**WRITTEN EXERCISE:**
Starting with the line that contains "Hi there — can you please identify the 4x4" and going on through the end of the records, rewrite only those lines, requests included. Scale every bounding-box coordinate in the answers by 0.85 and round each result to a whole number, with halves rounded up.

**TASK INPUTS:**
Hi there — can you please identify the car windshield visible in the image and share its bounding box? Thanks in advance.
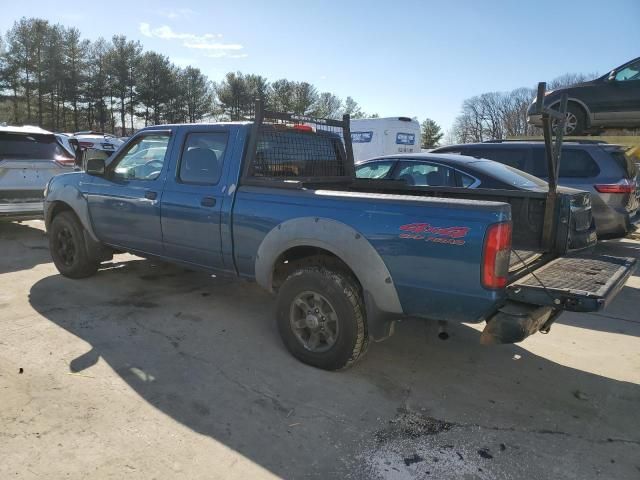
[0,132,71,160]
[472,160,547,189]
[356,162,393,179]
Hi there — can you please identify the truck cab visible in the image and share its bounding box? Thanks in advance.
[45,105,634,370]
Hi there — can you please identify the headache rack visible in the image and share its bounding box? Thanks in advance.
[242,101,354,188]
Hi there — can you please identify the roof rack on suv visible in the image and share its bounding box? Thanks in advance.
[482,138,608,145]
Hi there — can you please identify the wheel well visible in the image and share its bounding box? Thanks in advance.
[551,99,591,126]
[48,200,75,226]
[271,246,362,291]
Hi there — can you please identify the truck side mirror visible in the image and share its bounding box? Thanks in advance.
[82,148,109,175]
[85,158,106,176]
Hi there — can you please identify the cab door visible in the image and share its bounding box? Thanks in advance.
[87,130,172,255]
[161,125,229,270]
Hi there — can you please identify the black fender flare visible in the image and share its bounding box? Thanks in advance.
[255,217,403,339]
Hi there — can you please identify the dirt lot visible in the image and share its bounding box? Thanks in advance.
[0,221,640,480]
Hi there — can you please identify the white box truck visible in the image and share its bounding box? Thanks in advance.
[351,117,421,162]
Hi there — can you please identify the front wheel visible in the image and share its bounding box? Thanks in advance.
[48,212,100,278]
[554,103,587,136]
[276,267,369,370]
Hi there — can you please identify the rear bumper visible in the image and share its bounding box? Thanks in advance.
[0,202,44,220]
[527,113,542,127]
[593,207,640,238]
[480,254,636,345]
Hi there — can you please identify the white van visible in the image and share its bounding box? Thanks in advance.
[351,117,420,162]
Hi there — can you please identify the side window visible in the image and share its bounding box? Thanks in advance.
[468,148,527,170]
[395,162,456,187]
[113,133,170,180]
[615,60,640,82]
[533,148,600,178]
[458,172,478,188]
[356,162,393,179]
[178,132,228,185]
[558,150,600,178]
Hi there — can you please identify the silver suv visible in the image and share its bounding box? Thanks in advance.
[0,126,75,220]
[432,140,640,238]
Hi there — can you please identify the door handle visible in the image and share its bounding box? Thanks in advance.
[200,197,216,207]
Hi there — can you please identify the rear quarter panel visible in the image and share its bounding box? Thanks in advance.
[233,186,510,321]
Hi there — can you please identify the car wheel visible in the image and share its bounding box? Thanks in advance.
[276,267,369,370]
[554,103,586,136]
[48,212,100,278]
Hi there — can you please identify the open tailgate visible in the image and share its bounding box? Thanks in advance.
[507,254,636,312]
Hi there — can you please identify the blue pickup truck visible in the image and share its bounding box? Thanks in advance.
[44,106,634,370]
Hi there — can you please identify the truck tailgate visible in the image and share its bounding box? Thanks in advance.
[507,254,636,312]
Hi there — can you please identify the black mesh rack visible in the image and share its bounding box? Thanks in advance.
[243,101,354,185]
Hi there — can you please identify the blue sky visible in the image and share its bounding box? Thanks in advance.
[0,0,640,129]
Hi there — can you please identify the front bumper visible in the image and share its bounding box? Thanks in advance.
[0,202,44,220]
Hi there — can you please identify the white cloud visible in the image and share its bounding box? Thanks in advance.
[205,52,249,58]
[139,22,244,52]
[158,8,196,20]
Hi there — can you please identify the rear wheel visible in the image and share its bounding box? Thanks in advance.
[49,212,100,278]
[276,267,369,370]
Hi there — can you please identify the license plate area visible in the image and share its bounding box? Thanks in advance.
[507,255,636,312]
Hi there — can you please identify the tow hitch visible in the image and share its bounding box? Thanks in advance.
[480,301,562,345]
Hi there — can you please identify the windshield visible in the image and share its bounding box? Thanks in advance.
[0,132,73,160]
[470,160,547,188]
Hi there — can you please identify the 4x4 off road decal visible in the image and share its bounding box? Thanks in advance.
[400,223,470,245]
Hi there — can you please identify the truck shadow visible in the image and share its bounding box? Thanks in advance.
[0,222,51,275]
[29,260,640,478]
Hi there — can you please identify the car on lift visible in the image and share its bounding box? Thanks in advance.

**THE COMPLETED TASK:**
Hi there — can you please identify the 4x4 off road decal visible in the image and share its bounding box? Thanks in advance.
[340,190,400,208]
Hi there — can you please identify the truck shadow visible in the image and share its bounding box? Thanks in advance.
[0,189,43,234]
[25,221,544,406]
Hi there — can you please identify the car on lift visible in the image and share its bounding box? Thanks in advance.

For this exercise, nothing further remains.